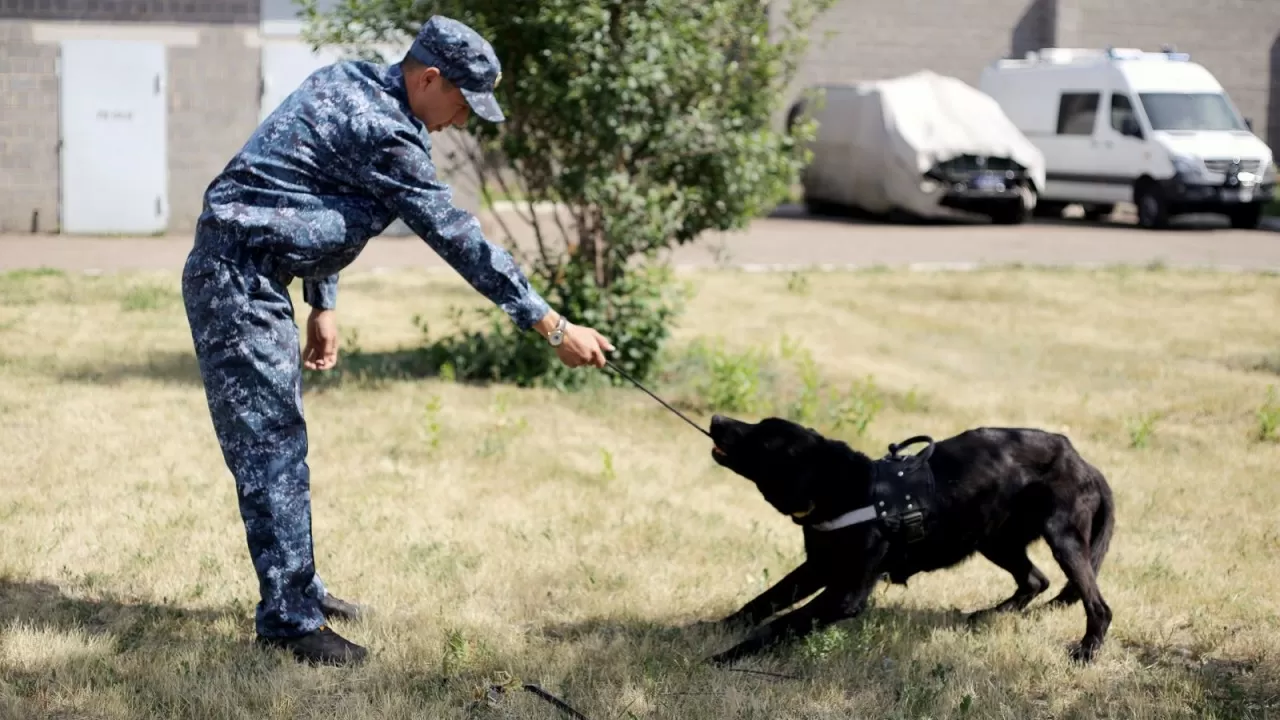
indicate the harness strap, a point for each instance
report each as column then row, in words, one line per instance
column 851, row 518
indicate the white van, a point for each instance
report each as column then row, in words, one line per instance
column 1127, row 126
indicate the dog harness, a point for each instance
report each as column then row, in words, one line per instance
column 901, row 495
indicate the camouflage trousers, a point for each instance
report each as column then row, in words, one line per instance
column 247, row 346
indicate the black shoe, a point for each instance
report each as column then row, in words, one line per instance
column 319, row 647
column 338, row 609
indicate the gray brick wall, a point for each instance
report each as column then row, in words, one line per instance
column 28, row 131
column 135, row 10
column 213, row 109
column 880, row 39
column 1235, row 40
column 214, row 95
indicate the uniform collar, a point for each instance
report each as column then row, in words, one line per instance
column 394, row 82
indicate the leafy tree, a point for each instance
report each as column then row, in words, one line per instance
column 648, row 122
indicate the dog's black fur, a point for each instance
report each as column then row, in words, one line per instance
column 997, row 490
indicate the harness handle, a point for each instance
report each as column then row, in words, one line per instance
column 922, row 455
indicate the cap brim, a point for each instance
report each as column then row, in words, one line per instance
column 485, row 105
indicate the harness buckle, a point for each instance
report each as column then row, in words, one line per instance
column 912, row 525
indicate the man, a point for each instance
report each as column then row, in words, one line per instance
column 338, row 162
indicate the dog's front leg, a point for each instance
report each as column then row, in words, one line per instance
column 796, row 586
column 832, row 605
column 835, row 604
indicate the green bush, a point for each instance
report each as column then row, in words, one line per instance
column 649, row 122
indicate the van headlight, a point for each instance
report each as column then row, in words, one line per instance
column 1188, row 167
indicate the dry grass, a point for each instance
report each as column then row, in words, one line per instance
column 565, row 541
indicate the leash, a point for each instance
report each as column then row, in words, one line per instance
column 635, row 382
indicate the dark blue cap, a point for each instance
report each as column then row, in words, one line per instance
column 465, row 59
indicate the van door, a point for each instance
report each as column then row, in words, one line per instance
column 1073, row 151
column 1121, row 147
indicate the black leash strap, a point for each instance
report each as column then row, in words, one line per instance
column 497, row 691
column 618, row 370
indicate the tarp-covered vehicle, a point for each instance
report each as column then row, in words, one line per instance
column 923, row 144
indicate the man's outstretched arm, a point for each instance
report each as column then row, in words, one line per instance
column 397, row 167
column 321, row 294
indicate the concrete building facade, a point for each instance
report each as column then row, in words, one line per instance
column 214, row 53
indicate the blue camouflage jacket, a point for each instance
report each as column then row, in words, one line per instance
column 333, row 167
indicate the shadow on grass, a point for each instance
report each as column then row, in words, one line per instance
column 131, row 621
column 1243, row 688
column 164, row 660
column 357, row 368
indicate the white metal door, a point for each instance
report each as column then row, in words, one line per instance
column 114, row 140
column 286, row 63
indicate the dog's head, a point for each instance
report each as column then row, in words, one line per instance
column 785, row 460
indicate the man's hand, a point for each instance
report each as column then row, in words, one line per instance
column 321, row 351
column 581, row 345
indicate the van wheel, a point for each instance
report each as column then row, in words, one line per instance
column 1095, row 213
column 1048, row 209
column 1152, row 209
column 1246, row 218
column 1013, row 213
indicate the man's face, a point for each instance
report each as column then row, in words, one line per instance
column 437, row 101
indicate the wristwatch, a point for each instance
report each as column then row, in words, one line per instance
column 557, row 336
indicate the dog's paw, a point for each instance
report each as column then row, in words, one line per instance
column 721, row 659
column 1084, row 652
column 704, row 627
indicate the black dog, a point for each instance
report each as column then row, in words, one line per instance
column 990, row 490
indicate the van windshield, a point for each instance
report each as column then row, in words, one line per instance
column 1189, row 112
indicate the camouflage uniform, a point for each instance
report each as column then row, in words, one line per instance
column 333, row 167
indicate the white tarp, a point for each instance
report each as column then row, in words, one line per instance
column 876, row 140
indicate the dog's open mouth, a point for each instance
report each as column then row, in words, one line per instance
column 803, row 514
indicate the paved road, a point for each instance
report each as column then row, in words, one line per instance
column 787, row 238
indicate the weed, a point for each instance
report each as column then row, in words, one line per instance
column 805, row 408
column 1269, row 418
column 859, row 406
column 147, row 297
column 608, row 473
column 433, row 422
column 732, row 379
column 821, row 645
column 1142, row 428
column 798, row 283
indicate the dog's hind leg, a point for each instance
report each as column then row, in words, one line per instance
column 1010, row 554
column 1100, row 540
column 1068, row 538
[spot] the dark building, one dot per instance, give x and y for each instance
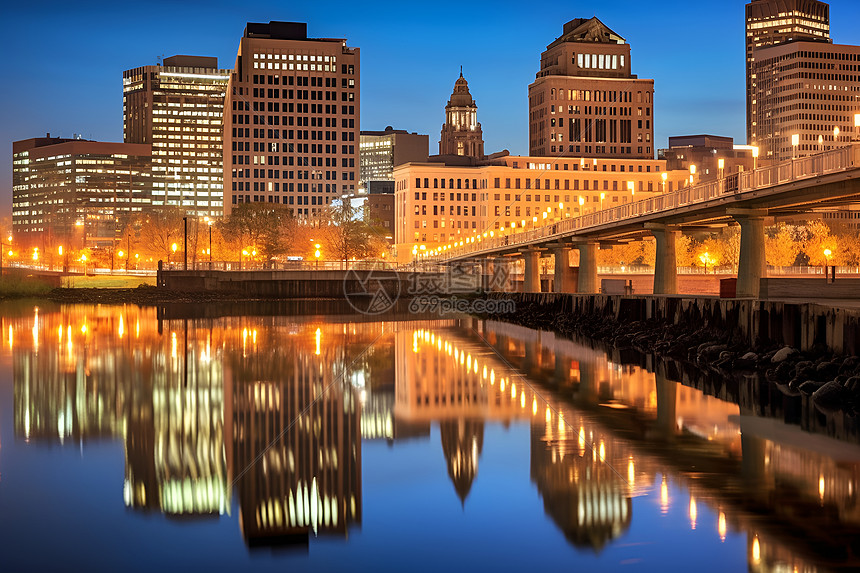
(178, 108)
(775, 22)
(291, 120)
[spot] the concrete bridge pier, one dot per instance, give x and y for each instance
(667, 403)
(752, 265)
(564, 279)
(587, 282)
(531, 276)
(666, 263)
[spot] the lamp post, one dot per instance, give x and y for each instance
(185, 242)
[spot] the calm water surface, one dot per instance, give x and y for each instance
(304, 443)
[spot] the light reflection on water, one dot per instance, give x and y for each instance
(262, 421)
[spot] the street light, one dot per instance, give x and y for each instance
(706, 260)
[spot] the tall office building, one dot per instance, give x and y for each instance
(585, 101)
(381, 151)
(291, 119)
(178, 108)
(774, 22)
(76, 192)
(461, 132)
(806, 89)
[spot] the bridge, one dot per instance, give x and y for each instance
(828, 179)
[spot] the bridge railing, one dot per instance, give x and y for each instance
(803, 168)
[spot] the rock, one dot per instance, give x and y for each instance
(830, 397)
(852, 386)
(826, 371)
(743, 364)
(850, 365)
(783, 353)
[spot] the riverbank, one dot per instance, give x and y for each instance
(713, 339)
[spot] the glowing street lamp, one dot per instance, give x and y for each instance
(706, 260)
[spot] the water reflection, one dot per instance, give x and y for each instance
(274, 410)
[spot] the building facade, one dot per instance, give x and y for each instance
(437, 204)
(807, 89)
(381, 151)
(585, 102)
(291, 120)
(774, 22)
(77, 192)
(178, 109)
(712, 155)
(461, 132)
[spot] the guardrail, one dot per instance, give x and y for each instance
(835, 160)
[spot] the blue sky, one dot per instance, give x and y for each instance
(65, 60)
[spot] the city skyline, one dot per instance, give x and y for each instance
(699, 89)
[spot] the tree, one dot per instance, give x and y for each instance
(817, 238)
(159, 230)
(781, 249)
(684, 247)
(347, 234)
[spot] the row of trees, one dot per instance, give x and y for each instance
(785, 245)
(261, 232)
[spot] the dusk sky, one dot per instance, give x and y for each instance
(64, 73)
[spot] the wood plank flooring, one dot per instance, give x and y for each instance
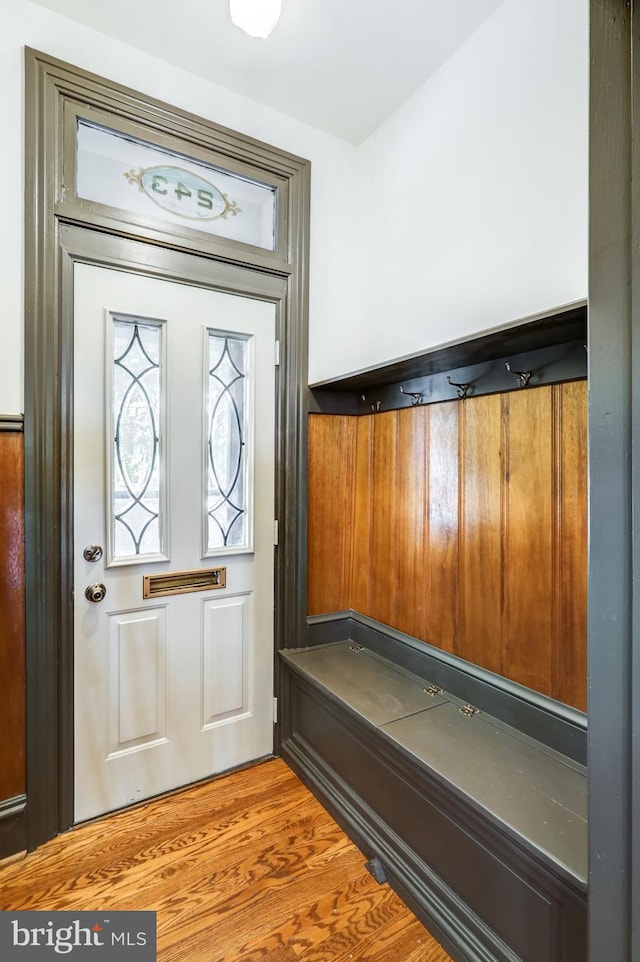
(248, 867)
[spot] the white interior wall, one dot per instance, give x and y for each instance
(472, 206)
(465, 211)
(333, 160)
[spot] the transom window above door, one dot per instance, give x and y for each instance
(121, 171)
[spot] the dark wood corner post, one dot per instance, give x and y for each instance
(614, 378)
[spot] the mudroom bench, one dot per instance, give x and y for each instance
(467, 795)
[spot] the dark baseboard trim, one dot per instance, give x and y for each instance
(12, 422)
(13, 826)
(560, 727)
(464, 936)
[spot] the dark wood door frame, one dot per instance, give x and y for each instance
(62, 229)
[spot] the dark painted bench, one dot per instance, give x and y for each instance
(480, 827)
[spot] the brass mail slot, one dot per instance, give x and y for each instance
(180, 582)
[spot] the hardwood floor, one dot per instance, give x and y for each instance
(245, 868)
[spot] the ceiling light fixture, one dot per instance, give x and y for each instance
(255, 17)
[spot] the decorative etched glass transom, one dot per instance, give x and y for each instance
(227, 521)
(137, 419)
(121, 171)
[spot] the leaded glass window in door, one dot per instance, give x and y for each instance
(228, 523)
(136, 508)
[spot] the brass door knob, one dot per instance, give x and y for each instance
(95, 592)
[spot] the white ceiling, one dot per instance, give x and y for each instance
(340, 65)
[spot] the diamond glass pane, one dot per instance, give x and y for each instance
(136, 477)
(227, 525)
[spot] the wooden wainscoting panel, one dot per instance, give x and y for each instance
(570, 571)
(382, 562)
(361, 564)
(481, 531)
(12, 663)
(443, 510)
(528, 538)
(330, 512)
(412, 474)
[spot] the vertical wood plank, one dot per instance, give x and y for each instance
(330, 512)
(570, 635)
(481, 531)
(442, 549)
(12, 659)
(528, 544)
(382, 563)
(411, 520)
(362, 558)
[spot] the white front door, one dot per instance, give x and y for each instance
(174, 479)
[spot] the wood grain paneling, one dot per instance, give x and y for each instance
(442, 507)
(383, 576)
(481, 532)
(570, 580)
(331, 504)
(527, 566)
(468, 529)
(361, 566)
(412, 478)
(12, 666)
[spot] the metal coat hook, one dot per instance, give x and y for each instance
(374, 405)
(522, 376)
(416, 397)
(462, 388)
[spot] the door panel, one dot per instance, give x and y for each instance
(173, 440)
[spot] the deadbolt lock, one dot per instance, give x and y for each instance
(95, 592)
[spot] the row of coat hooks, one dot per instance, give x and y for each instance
(522, 377)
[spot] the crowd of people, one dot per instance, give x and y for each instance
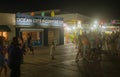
(90, 45)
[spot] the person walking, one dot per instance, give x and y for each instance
(14, 58)
(52, 49)
(79, 52)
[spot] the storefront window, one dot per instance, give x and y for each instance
(4, 34)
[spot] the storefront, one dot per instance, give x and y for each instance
(43, 30)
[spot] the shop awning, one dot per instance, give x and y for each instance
(5, 28)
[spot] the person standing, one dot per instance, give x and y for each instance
(29, 44)
(14, 58)
(52, 49)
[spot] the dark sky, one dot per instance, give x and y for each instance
(95, 8)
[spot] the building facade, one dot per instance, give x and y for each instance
(7, 26)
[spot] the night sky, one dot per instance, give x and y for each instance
(94, 8)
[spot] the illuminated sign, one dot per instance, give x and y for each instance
(27, 20)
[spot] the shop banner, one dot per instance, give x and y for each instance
(28, 20)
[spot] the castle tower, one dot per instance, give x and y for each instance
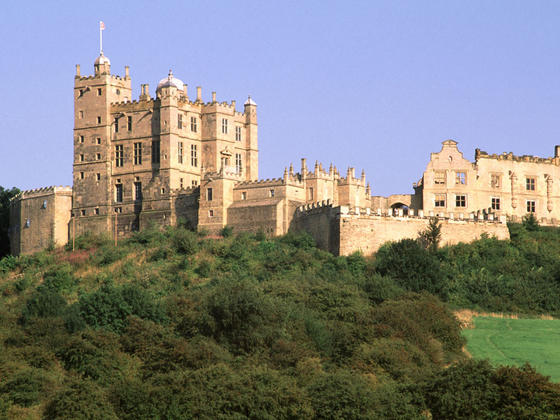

######

## [Exercise]
Copy out each line of the material above that contains the string "person".

## [In response]
[spot] the person walking, one dot per instance, give x and y for each instance
[spot] the person standing, one dot per instance, give x and y for each instance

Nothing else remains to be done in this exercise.